Given records:

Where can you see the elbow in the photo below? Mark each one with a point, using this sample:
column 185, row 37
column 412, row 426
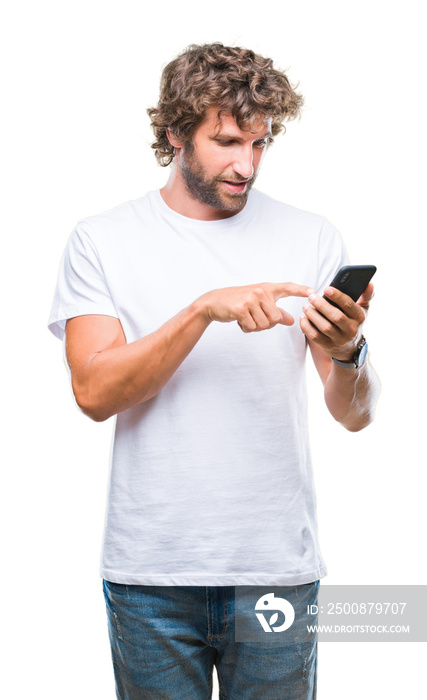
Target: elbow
column 360, row 422
column 90, row 405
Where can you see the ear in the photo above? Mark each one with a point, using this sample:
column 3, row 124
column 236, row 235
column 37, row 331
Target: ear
column 173, row 139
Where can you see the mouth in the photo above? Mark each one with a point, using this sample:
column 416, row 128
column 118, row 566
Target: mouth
column 233, row 186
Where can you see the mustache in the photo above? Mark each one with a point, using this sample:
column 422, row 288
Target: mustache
column 236, row 180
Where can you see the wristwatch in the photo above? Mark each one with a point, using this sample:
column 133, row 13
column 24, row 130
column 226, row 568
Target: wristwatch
column 359, row 356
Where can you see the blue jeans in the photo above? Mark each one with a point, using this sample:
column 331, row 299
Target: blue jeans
column 165, row 641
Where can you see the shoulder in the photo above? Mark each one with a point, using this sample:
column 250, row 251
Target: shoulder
column 278, row 209
column 122, row 215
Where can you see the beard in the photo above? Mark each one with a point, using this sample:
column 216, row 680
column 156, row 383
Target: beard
column 209, row 190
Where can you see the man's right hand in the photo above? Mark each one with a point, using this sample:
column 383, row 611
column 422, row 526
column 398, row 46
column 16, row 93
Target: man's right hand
column 252, row 306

What the task requires: Please reproduce every one of the entries above word for word, leaving out the picture.

Reply:
Where can you see the elbow in the photo below? Mark each one with a point, using this sample:
column 185, row 37
column 412, row 426
Target: elbow
column 360, row 422
column 90, row 405
Where can you see the ear in the photo above? Mark each one with a point, using this sample:
column 3, row 124
column 236, row 235
column 37, row 331
Target: ear
column 173, row 139
Where can you see the mouth in the photo above? Mark each one with a point, using this sample:
column 416, row 128
column 118, row 566
Target: mouth
column 233, row 186
Where can you see the mustache in the photo above? Mark each one with a point, using this sample:
column 422, row 288
Target: mustache
column 236, row 180
Where can you see the wristwatch in the photo above? Mark each one with a point, using this sample:
column 133, row 13
column 24, row 130
column 226, row 568
Target: wristwatch
column 359, row 356
Where can you see the blue jeans in the photo above? Mark each one with a point, using this sample:
column 331, row 299
Target: blue jeans
column 165, row 641
Where can you see the shoulder in the photo above? Mark each one with a point, using this sample:
column 250, row 251
Target: shoulder
column 278, row 209
column 122, row 215
Where can you see the beard in the photo above? Mark each one with a point, using this sample:
column 216, row 680
column 156, row 383
Target: beard
column 209, row 190
Where can you see the man's right hand in the photo above? Mark each one with a point, using this sample:
column 383, row 611
column 422, row 526
column 398, row 46
column 16, row 93
Target: man's right hand
column 252, row 306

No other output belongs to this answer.